=== 演習本文 ===
-.-.-
どんよりした一日。小雨が降っている。
毎週水曜日の午後は「じじいの会」なるものを、ぼくのところで
やっている。
寄っているのは、鈴木英二、高崎広、中井正信。
それぞれの話題を出し合っている。
今日は、中井さん一人だった。
中井さんは、鈴鹿に住む人たちが、気軽に立ち寄って、ちょっとした
身体の健康上の心配や、そのほか近所同士でも話ができる「暮らしの
保健室」が実際に出来上がって行くことをめざしている。
鈴鹿や亀山、四日市など、地域の人たちが隔てなく話し合える場を
作りたいという人たちと話し合いを続けている。
街のお医者さんや、地域の在宅医療や介護、看取りの専門の方にも
会いにいっている。
中井さんのこんな暮らしの発端は、病や死について、もっとオープンに
語り合える場がほしね、ということだった。
ぼくも、何年かいっしょに動いたけれど、僕自身が重度の心不全状態
になり、療養暮らしになっている。
今日は、31歳の若き医師にあって、話してきたと報告してくれた。
「在宅医療、看取りと言っても、最後は本人の納得と覚悟だろう」
若き医師は語ったという。
ぼくが、「もう手の打ちようがなくなったときは、延命治療は
しないでほしい」と考えていると呟いた。
中井さんは、死がまぬがれないものとなっているとき、「納得」
とは、親近の人たちの話しや気持ちを受けとることであり、「覚悟」
-.-.-
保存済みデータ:
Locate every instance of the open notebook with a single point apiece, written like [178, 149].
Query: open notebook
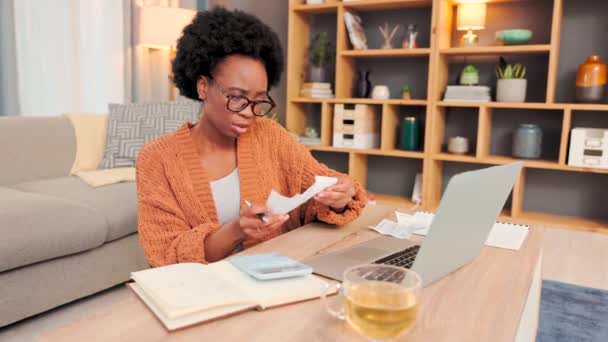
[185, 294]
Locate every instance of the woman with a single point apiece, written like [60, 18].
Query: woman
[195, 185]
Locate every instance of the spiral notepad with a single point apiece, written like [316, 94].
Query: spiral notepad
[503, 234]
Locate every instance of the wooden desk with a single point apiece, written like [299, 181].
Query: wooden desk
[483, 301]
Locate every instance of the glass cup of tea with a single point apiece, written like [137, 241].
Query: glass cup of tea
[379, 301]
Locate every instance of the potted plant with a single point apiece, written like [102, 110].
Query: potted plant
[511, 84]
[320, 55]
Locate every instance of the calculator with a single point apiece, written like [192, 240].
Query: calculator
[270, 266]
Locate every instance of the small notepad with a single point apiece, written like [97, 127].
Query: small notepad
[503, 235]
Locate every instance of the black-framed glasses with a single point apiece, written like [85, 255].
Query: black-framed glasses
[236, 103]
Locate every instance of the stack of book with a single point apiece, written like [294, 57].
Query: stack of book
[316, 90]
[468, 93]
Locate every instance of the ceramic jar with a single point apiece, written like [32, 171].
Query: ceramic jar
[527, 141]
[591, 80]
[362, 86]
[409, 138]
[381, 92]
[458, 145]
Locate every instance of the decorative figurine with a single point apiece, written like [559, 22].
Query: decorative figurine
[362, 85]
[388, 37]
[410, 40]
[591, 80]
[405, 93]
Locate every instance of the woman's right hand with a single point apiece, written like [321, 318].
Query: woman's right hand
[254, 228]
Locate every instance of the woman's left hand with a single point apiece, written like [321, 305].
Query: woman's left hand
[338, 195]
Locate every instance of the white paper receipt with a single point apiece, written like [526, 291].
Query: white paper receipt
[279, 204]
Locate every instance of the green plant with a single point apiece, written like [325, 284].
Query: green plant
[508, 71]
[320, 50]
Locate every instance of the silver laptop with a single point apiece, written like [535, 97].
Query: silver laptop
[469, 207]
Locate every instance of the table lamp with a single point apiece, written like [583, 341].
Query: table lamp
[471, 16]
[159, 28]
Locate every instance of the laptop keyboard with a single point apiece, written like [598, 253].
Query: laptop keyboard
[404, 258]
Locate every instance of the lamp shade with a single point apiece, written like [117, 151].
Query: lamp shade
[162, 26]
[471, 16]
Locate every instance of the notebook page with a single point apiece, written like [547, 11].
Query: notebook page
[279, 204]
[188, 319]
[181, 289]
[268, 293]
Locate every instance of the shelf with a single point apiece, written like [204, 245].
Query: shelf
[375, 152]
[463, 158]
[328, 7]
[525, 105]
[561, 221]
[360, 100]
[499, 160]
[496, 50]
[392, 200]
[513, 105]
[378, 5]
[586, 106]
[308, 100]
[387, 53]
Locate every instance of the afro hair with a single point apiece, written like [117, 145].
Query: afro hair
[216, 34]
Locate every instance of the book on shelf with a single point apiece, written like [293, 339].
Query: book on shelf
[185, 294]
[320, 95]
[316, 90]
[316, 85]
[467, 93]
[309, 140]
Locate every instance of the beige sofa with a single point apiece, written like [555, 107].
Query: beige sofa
-.-.-
=== 課題 ===
本文について、次の問いに答えてください。
1. 「じじいの会」は、毎週何曜日のいつ行われていますか。
2. 中井さんは、「暮らしの保健室」に関して、どのような方々に会いにいっていますか。
3. 今日、中井さんが話してきたと報告した相手は誰ですか。

=== 解答 ===
1. 毎週水曜日の午後です。
2. 街のお医者さんや、地域の在宅医療や介護、看取りの専門の方です。
3. 31歳の若き医師です。